EXERCISE
In the material below, change "Query string" to "Search text" and leave every other line as it is.

(Records of labeled boxes)
-------

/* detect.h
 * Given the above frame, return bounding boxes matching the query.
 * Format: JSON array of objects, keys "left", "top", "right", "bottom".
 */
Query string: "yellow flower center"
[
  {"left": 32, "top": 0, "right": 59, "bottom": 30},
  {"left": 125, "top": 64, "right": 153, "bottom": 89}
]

-------

RESULT FOR THIS EXERCISE
/* detect.h
 * Given the above frame, return bounding boxes matching the query.
 * Format: JSON array of objects, keys "left", "top", "right", "bottom".
 */
Search text: "yellow flower center"
[
  {"left": 32, "top": 0, "right": 59, "bottom": 30},
  {"left": 125, "top": 64, "right": 153, "bottom": 89}
]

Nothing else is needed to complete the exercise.